## Problem statement
Reproduce the lines below, starting with the first one and ending with the line that contains "MULTIPOLYGON (((224 87, 257". Omit the pictures from your copy.

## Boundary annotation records
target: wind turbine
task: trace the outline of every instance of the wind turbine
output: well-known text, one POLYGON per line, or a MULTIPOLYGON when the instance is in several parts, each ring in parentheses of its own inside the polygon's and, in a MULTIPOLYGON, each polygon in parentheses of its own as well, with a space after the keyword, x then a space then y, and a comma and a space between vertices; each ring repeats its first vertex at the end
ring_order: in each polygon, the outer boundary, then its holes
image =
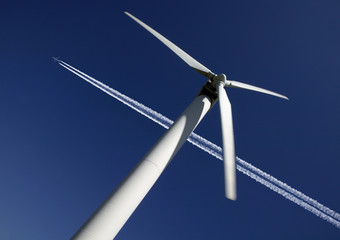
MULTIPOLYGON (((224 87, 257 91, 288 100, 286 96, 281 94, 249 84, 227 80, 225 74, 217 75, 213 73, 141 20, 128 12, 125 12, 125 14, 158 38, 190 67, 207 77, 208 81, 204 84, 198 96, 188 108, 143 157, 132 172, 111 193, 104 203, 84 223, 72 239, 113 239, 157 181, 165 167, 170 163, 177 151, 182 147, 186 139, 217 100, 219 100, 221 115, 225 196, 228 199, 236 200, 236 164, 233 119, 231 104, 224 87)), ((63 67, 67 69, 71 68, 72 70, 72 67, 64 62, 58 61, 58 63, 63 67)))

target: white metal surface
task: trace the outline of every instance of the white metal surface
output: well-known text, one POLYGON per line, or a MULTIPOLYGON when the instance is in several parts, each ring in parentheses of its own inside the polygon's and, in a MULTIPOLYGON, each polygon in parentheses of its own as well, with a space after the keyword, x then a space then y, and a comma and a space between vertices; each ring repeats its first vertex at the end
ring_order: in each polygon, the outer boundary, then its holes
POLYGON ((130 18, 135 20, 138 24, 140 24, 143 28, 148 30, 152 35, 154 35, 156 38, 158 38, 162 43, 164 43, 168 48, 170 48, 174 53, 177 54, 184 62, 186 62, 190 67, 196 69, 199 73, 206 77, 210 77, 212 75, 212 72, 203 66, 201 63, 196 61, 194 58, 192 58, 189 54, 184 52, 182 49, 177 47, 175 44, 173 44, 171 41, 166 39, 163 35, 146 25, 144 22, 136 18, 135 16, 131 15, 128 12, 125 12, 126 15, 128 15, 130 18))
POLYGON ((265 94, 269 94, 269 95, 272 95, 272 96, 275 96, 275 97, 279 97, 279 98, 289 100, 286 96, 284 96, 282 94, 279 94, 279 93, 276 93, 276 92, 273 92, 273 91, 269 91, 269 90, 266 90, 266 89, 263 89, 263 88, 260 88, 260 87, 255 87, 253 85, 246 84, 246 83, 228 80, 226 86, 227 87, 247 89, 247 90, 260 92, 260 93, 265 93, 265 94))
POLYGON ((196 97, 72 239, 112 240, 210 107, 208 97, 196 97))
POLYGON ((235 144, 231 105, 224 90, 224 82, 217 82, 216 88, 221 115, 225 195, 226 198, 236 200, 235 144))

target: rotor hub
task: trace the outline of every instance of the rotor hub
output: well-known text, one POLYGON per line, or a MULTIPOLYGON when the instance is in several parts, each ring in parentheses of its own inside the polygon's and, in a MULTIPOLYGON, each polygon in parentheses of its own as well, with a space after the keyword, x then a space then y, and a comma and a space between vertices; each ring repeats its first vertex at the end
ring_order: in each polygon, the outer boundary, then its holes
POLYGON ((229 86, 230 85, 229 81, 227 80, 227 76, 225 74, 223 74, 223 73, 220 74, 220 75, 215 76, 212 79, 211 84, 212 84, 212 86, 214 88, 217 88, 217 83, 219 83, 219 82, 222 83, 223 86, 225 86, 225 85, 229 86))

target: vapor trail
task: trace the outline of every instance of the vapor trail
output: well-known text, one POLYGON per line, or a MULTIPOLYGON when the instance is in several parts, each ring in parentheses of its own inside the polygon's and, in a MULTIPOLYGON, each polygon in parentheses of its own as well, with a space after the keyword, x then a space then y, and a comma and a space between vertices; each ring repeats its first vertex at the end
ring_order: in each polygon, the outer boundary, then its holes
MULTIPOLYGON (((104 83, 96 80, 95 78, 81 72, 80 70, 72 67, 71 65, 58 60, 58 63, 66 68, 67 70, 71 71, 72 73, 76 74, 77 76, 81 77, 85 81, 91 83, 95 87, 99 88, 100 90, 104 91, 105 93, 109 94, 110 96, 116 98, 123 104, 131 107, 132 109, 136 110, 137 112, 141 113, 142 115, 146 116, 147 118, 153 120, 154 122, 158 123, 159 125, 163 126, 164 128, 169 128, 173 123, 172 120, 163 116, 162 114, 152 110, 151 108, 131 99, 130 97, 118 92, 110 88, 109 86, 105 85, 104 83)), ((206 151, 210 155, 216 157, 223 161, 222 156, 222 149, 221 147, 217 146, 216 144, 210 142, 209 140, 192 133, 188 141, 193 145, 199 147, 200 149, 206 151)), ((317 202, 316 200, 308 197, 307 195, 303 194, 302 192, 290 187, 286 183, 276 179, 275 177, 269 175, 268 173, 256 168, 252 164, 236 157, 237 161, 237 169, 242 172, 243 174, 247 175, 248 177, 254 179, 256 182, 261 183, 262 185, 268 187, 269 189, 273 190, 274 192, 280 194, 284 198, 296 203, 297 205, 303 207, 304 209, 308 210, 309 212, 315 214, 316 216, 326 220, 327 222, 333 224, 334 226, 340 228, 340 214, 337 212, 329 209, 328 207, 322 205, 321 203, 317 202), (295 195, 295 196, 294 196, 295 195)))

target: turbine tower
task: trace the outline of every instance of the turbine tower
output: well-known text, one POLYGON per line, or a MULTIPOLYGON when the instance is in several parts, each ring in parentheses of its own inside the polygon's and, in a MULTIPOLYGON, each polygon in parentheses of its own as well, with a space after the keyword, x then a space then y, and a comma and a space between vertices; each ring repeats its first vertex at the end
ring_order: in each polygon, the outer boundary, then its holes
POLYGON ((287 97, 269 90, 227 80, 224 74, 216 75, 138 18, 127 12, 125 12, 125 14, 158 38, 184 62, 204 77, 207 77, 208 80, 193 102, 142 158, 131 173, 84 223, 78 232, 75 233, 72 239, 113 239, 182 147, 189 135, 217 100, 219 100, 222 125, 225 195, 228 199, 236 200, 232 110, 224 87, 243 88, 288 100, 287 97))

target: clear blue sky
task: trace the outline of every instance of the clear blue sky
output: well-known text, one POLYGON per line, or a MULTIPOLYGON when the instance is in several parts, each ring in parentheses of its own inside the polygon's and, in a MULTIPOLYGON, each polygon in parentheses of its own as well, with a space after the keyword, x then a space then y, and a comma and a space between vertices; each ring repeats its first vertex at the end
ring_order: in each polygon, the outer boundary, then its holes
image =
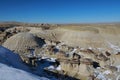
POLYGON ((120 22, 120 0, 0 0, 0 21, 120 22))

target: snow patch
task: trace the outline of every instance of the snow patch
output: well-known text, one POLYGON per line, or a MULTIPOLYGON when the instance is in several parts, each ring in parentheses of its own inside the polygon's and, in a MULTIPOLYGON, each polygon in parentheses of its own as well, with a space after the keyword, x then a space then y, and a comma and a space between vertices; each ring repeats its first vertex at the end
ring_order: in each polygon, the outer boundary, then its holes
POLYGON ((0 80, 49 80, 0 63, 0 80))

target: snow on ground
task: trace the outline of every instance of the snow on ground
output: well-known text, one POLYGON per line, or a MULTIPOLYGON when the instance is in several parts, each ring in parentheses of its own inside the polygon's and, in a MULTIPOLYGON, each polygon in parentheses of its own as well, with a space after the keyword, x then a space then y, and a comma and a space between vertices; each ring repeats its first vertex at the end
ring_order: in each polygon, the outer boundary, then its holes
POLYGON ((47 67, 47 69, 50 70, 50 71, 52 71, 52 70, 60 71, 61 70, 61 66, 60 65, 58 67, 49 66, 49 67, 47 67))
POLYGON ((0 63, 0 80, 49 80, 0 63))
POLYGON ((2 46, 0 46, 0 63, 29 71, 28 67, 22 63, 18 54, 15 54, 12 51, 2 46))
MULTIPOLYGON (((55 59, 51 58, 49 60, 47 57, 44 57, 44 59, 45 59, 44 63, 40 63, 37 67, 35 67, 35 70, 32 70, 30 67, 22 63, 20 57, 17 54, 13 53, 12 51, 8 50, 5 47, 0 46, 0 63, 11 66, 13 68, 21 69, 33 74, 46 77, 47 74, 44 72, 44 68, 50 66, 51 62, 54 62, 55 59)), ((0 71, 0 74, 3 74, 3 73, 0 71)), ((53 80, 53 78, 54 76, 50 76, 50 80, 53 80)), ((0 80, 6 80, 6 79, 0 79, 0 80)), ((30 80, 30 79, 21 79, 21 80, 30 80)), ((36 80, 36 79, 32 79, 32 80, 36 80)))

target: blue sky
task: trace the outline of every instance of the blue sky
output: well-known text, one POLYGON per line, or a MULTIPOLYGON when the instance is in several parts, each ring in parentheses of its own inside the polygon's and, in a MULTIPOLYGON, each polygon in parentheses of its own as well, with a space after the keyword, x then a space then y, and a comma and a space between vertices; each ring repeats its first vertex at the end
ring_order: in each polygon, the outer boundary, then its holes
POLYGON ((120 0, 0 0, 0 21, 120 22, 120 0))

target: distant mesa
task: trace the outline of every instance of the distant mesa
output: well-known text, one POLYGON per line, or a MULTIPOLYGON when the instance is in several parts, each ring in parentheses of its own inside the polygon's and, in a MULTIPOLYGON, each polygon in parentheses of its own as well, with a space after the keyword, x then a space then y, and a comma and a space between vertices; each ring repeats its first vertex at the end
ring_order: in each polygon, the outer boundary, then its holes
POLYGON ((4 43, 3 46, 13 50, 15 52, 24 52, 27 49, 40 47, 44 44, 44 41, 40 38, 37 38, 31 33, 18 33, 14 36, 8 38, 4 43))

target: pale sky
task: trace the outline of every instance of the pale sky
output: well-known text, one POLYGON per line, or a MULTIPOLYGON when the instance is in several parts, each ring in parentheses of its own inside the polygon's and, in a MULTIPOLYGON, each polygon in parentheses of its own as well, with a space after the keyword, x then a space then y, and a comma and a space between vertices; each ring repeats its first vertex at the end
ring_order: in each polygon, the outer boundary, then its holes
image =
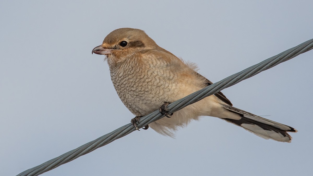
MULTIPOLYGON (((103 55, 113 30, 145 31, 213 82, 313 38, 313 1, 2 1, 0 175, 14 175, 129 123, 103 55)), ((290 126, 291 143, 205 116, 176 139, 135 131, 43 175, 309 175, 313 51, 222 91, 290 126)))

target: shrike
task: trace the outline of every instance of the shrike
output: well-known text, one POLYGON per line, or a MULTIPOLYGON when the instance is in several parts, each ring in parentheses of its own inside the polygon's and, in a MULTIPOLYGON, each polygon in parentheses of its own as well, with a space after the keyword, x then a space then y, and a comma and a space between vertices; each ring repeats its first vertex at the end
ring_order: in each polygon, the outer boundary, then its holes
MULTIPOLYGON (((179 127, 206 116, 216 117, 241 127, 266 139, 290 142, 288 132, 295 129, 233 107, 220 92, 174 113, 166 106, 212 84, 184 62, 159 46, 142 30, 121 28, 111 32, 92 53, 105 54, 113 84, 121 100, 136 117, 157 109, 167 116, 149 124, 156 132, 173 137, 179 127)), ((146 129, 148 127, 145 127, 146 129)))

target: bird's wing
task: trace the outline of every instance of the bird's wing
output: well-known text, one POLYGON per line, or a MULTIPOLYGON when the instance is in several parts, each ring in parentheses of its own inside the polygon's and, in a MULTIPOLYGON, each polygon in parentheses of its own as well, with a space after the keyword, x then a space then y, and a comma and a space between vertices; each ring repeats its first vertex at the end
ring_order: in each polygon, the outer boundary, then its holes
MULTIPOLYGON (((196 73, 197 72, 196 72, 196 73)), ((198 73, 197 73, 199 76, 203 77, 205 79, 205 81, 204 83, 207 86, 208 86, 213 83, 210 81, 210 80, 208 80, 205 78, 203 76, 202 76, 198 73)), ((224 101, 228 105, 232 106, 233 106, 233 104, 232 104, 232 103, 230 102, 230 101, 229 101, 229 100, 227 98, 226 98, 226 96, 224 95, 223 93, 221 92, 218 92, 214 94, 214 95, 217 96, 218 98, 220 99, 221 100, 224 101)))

## Final result
target: wind turbine
task: trace the outline of every instance of the wind turbine
output: well-known text, one POLYGON per line, or a MULTIPOLYGON when the instance is in several parts, each ring in parentheses of its own inside the polygon's and, in a MULTIPOLYGON, each polygon in parentheses of its own as well, with a space after the keyword, x then a space then y, and a comma and a space between vertices; each ring repeats its first vertex at the end
ring_order: in each polygon, the outer boundary, then its holes
image =
MULTIPOLYGON (((224 87, 257 91, 288 100, 286 96, 281 94, 249 84, 227 80, 225 74, 217 75, 213 73, 141 20, 128 12, 125 12, 125 14, 158 38, 190 67, 207 77, 208 81, 204 84, 198 96, 188 108, 143 157, 132 172, 111 193, 104 203, 84 223, 72 239, 113 239, 157 181, 165 167, 170 163, 177 151, 182 147, 186 139, 217 100, 219 100, 221 115, 225 196, 228 199, 236 200, 236 164, 233 119, 231 104, 224 87)), ((63 67, 67 69, 71 68, 72 70, 72 67, 64 62, 58 61, 58 63, 63 67)))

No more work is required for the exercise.